§ **REQUIRED WORK**
Convert the stretch of the records below from the line containing "Practice. Indicate each instance of the santa" through the end of the records into a numbered list, both ends included. Leave out any blank lines.

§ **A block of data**

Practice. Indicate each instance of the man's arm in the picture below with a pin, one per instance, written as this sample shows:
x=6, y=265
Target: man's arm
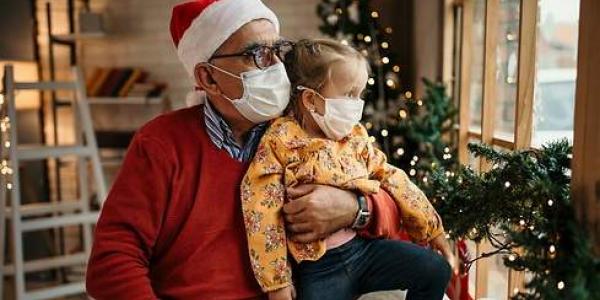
x=129, y=224
x=319, y=210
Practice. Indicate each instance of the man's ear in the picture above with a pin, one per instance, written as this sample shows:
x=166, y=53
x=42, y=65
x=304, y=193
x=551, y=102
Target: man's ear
x=204, y=79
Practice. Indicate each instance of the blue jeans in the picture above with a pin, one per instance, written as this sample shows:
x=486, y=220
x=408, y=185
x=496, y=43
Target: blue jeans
x=362, y=266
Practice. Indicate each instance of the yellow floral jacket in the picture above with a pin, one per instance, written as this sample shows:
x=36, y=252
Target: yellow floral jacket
x=287, y=156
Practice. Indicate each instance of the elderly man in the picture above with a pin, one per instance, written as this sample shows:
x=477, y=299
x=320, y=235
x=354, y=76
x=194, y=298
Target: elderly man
x=172, y=226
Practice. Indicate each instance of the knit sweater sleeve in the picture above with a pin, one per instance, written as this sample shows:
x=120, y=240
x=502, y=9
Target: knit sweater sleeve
x=129, y=223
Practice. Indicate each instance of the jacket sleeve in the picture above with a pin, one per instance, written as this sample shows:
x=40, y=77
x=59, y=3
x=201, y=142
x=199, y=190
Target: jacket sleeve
x=263, y=194
x=129, y=224
x=417, y=215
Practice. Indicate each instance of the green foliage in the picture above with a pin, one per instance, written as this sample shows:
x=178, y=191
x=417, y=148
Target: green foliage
x=522, y=206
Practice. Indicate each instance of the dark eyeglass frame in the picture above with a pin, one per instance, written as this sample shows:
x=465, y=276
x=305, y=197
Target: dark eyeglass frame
x=260, y=52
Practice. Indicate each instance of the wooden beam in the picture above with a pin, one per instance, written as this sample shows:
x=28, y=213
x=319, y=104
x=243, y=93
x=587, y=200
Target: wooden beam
x=526, y=73
x=524, y=104
x=492, y=19
x=465, y=81
x=586, y=161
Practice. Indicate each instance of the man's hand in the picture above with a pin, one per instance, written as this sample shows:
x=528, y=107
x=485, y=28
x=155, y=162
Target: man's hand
x=286, y=293
x=315, y=211
x=441, y=244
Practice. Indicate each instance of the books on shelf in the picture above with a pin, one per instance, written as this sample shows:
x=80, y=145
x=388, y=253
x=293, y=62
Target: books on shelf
x=122, y=83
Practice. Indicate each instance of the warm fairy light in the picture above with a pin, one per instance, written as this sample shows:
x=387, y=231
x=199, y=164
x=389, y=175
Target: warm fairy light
x=402, y=114
x=384, y=132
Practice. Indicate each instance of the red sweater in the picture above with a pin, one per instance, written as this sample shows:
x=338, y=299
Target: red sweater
x=172, y=227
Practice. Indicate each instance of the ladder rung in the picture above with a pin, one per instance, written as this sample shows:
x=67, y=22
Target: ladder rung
x=52, y=222
x=35, y=209
x=49, y=263
x=45, y=85
x=42, y=152
x=58, y=291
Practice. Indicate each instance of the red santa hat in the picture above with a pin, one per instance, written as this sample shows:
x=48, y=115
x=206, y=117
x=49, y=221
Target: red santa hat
x=200, y=27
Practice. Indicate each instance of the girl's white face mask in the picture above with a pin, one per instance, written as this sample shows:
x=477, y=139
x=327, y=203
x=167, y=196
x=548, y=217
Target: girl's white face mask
x=341, y=115
x=266, y=93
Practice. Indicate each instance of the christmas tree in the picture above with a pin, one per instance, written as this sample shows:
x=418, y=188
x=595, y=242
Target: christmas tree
x=414, y=133
x=523, y=208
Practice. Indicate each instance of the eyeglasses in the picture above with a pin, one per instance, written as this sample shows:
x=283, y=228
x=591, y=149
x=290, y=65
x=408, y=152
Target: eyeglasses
x=263, y=55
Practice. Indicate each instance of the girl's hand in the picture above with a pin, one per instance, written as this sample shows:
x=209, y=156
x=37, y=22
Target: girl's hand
x=441, y=244
x=286, y=293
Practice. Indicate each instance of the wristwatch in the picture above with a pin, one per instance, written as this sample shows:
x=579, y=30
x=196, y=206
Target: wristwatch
x=363, y=214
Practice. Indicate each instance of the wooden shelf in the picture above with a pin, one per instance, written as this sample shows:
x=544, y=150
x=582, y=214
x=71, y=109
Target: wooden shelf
x=125, y=100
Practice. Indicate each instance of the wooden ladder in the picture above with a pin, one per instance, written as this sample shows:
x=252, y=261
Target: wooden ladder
x=32, y=217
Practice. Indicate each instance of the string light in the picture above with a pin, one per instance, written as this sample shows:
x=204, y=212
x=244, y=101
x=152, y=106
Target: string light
x=384, y=132
x=403, y=114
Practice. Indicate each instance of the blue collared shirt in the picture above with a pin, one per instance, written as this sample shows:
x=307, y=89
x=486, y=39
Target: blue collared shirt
x=221, y=135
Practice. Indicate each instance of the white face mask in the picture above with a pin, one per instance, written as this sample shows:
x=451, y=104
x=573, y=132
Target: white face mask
x=266, y=93
x=341, y=115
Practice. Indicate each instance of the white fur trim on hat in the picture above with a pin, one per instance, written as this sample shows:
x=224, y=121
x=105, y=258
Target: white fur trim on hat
x=215, y=25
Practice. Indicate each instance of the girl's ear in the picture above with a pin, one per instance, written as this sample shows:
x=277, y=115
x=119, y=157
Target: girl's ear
x=308, y=100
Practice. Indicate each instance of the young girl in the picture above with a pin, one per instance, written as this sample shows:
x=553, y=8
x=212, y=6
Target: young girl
x=320, y=141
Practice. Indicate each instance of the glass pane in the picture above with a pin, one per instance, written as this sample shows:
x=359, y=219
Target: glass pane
x=476, y=86
x=507, y=54
x=554, y=102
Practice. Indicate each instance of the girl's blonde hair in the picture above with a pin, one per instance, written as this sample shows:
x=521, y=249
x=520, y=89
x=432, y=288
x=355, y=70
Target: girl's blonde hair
x=310, y=64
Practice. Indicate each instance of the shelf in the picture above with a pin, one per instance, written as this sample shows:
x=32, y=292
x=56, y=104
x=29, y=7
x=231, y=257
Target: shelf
x=125, y=100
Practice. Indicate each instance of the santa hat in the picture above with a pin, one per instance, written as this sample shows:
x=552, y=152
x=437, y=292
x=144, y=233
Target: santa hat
x=200, y=27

§ **WRITTEN ANSWER**
1. Practice. Indicate each instance of the santa hat in the picture above with a pin, one per instance, written as this sample shows:
2. x=552, y=152
3. x=437, y=292
4. x=144, y=233
5. Target: santa hat
6. x=200, y=27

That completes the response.